-------- GETOONDE TEKST --------

Uw raadsman betaalt de schade die hij veroorzaakt

Ook de advocaat, accountant, belastingconsulent, … kan al eens de bal misslaan. Een fout advies, een slechte uitvoering van een regel, laattijdigheid. Het overkomt ons allemaal. Maar het verschil is dat als uw raadsman de bal misslaat… u met de gebakken peren zit! En wat dan?

Een gemiste kans

Mijnheer X koopt een woning en betaalt daarop registratierechten. Na enige tijd blijkt dat hij onder een hoger tarief valt en moet hij een bijkomende som betalen. Hij geeft zijn advocaat de opdracht om bezwaar in te dienen, maar die vergeet dat en laat de bezwaartermijn passeren. Voor alle duidelijkheid: als uw gevolmachtigde de deadline voor het indienen van een bezwaar laat voorbijgaan, is er geen enkele mogelijkheid meer om alsnog een bezwaar in te dienen. De uiterste datum geldt als een vervaldatum, met de nadruk op ‘val’, zoals bij het vallen van een guillotine.

-------- GETOONDE GEGEVENS --------

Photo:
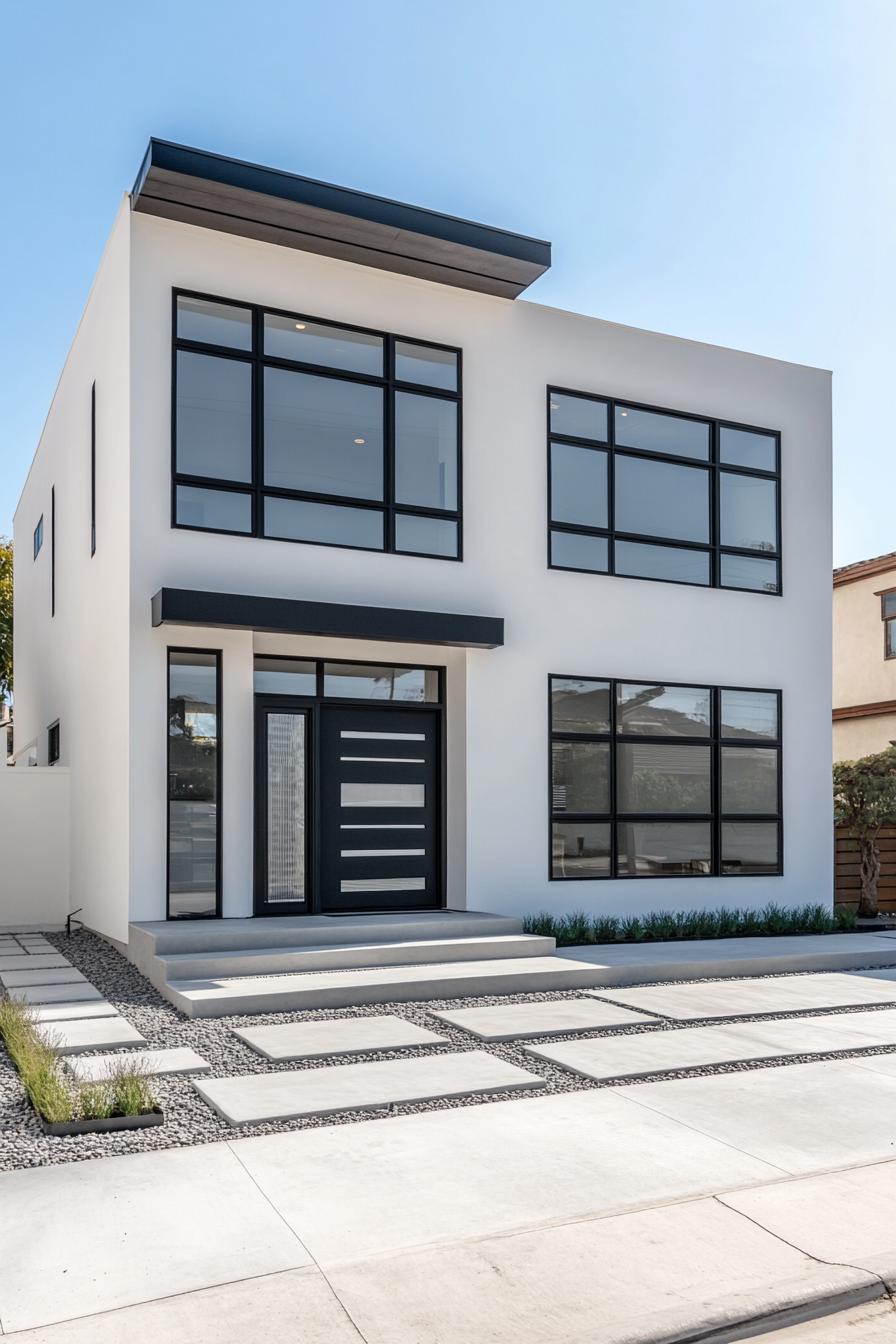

--------

GEGEVEN OPDRACHT. Werk de passage uit de tekst over fouten van raadslieden bij van "Ook de advocaat, accountant, belastingconsulent, …" tot en met "En wat dan?": vervang daarin overal "raadsman" door "adviseur" en geef de passage opnieuw weer.

UITGEVOERDE OPDRACHT.
Ook de advocaat, accountant, belastingconsulent, … kan al eens de bal misslaan. Een fout advies, een slechte uitvoering van een regel, laattijdigheid. Het overkomt ons allemaal. Maar het verschil is dat als uw adviseur de bal misslaat… u met de gebakken peren zit! En wat dan?